### TASK REQUIREMENTS
Answer these questions from the passage on queue arrival strategies:
1. On what interval does the socially optimal strategy equate the arrival rate and the service rate?
2. What average tardiness cost does each person arriving during [0, T] incur?
3. What cost per unit time of delay applies to those who arrive at T?

### PASSAGE PROVIDED

>> BEGIN

The condition \(\int _{t_a}^Tf(t)\mathop {}\!\mathrm {d}t=1\) further implies \(t_a =\frac{\Delta }{\mu }\frac{\alpha +\beta }{\alpha }-T\).

The disutility of the one who arrives at time \(-t_a\), which equals the disutility of all others, is therefore \(\alpha \frac{\Delta }{\mu }\frac{\alpha +\beta }{\alpha }-T\). Hence, the social cost in equilibrium is

$$\begin{aligned} \Delta (\Delta (\alpha +\beta )-\alpha \mu T)/\mu . \end{aligned}$$
(18)

As the server operates continuously from \(t=0\) until the system is empty, the social planner has no discretion over overall tardiness costs, and therefore the socially optimal strategy minimizes the waiting times by equating the arrival rate and the service rate for as long as possible, i.e., on the interval [0, T]. Hence, the unique socially optimal arrival strategy is a uniform density of \(\mu /\Delta \) along the interval [0, T] and an atom of size \(1-\mu T/\Delta \) at T. The corresponding social cost equals

$$\begin{aligned} \frac{\mu \beta }{2}T^2+(\Delta -\mu T)\left( \beta T+ \frac{\Delta -\mu T}{2\mu }(\alpha +\beta )\right) . \end{aligned}$$
(19)

Those who arrive during [0, T], a mass of \(\mu T\) , do not wait at all and, on average, each one of them incurs a tardiness cost of \(\beta T /2\). This contributes a total of \(\beta \mu T^2/2\) to the social cost. The rest, a mass of \(\Delta - \mu T\), arrive at T. Each one of them already incurs a tardiness cost of \(\beta T\). On average, they clear the system after an additional time of \((\Delta -\mu T )/2 \mu \) with a cost of \(\alpha + \beta \) per unit time of delay.

>> END

[Segmentation annotation records]
>> BEGIN

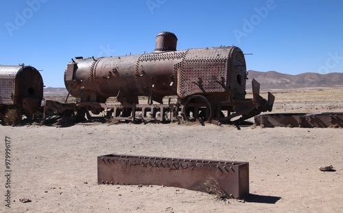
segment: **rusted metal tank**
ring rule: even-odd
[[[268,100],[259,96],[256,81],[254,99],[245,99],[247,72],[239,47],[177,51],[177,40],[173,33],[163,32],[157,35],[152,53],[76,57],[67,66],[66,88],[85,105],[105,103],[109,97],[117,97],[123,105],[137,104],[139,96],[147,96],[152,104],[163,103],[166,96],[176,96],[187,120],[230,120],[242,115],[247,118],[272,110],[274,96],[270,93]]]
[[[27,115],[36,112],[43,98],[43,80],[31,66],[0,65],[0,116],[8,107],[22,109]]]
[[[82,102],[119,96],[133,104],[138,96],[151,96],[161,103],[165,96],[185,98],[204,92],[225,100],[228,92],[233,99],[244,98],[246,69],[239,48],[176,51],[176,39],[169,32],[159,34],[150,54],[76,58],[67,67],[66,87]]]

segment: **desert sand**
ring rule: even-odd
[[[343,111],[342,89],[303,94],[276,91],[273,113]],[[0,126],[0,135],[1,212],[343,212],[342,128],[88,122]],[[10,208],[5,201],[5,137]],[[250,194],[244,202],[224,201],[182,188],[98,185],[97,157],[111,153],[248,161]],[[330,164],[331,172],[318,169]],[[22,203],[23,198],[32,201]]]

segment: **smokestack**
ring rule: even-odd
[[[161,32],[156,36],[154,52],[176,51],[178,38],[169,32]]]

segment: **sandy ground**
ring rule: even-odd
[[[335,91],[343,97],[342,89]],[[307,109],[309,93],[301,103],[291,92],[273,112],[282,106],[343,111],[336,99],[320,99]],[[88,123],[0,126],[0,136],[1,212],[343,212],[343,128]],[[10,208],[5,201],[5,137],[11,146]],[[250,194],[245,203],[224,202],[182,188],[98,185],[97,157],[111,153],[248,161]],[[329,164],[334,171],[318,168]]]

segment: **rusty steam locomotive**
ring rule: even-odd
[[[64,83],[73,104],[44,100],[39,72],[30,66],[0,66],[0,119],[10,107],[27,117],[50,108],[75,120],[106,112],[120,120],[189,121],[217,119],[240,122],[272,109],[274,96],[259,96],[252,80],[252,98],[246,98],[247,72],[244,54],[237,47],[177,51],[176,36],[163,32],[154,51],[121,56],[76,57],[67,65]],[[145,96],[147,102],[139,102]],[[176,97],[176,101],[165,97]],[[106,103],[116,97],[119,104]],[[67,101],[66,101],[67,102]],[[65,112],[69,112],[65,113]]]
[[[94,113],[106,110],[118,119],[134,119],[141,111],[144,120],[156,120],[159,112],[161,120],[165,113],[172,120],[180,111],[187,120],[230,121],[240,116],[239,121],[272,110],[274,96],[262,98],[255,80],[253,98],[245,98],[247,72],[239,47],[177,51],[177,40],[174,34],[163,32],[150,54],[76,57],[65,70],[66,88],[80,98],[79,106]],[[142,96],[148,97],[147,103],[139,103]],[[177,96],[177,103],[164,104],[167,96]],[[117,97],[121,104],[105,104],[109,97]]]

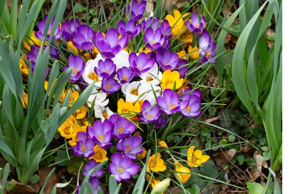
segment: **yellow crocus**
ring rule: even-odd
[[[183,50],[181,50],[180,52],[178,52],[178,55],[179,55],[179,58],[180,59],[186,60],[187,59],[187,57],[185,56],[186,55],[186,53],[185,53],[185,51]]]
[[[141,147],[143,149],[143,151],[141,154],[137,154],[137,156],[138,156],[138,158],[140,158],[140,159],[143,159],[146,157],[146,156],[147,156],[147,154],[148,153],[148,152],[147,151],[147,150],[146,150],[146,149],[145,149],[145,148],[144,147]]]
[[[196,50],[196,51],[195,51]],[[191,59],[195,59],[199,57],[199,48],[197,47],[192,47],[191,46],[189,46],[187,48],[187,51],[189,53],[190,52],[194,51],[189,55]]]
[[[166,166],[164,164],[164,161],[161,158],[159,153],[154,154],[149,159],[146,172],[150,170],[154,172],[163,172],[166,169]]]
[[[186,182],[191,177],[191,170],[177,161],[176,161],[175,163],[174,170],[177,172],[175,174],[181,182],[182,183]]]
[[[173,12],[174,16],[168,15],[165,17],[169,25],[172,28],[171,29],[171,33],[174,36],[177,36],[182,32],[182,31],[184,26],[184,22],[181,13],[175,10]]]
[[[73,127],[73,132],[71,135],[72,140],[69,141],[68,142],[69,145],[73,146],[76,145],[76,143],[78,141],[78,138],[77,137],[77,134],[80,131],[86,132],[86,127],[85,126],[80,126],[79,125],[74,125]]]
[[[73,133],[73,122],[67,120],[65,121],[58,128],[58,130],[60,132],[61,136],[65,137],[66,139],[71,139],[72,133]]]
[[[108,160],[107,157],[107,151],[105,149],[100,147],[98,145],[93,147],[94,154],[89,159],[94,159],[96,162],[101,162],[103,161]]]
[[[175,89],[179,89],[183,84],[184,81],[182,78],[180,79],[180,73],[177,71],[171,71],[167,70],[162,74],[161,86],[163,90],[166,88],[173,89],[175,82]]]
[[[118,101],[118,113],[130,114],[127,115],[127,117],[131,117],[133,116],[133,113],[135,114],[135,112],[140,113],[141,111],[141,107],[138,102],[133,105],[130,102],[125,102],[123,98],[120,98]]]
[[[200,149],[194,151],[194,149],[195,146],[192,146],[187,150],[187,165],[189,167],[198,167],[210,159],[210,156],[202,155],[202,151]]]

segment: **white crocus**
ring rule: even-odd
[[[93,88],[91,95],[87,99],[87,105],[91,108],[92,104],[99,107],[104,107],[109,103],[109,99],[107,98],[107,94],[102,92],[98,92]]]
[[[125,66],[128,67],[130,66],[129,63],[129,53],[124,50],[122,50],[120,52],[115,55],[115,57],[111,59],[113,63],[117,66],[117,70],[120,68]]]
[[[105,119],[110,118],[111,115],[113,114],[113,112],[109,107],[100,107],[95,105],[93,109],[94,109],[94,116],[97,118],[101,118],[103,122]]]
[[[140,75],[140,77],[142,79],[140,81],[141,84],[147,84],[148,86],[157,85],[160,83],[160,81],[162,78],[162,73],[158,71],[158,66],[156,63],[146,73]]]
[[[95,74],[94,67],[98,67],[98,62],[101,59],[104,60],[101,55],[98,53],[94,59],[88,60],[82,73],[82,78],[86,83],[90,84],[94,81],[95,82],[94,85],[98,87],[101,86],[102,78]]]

>> END

### OUTPUT OF THE EXERCISE
1. [0, T]
2. βT/2
3. α + β